===== データ =====
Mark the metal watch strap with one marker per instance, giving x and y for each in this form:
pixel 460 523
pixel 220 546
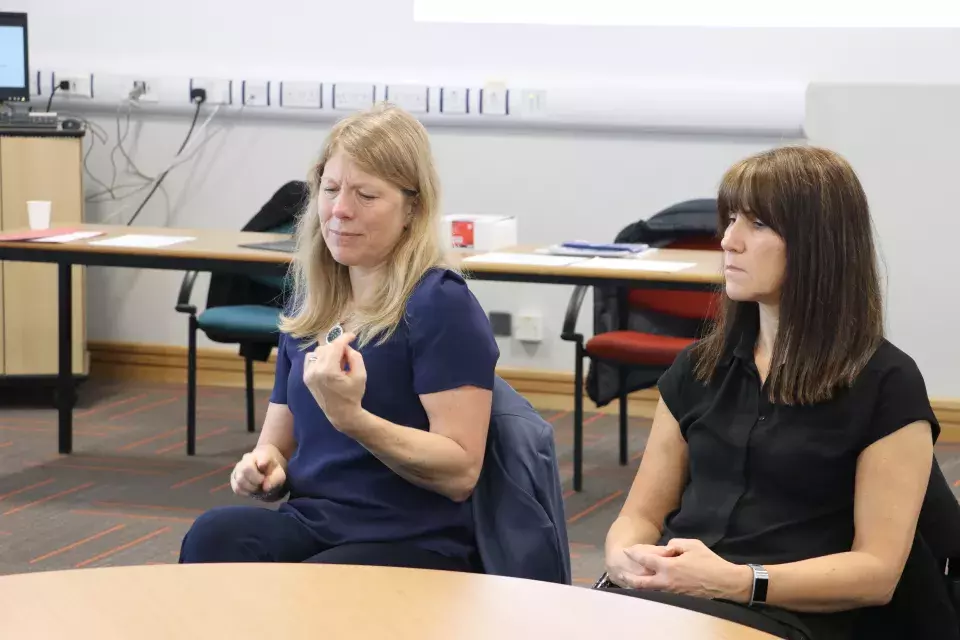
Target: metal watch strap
pixel 758 594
=====
:: 課題の要件 ::
上のエントリをすべて、「metal watch strap」を「steel watch strap」に差し替え、ほかは一切変えずにもう一度書いてください。解答には画像を含めないでください。

:: この課題の解答 ::
Mark the steel watch strap with one marker per instance, giving x and y for each in this form:
pixel 460 523
pixel 220 546
Target: steel watch strap
pixel 758 594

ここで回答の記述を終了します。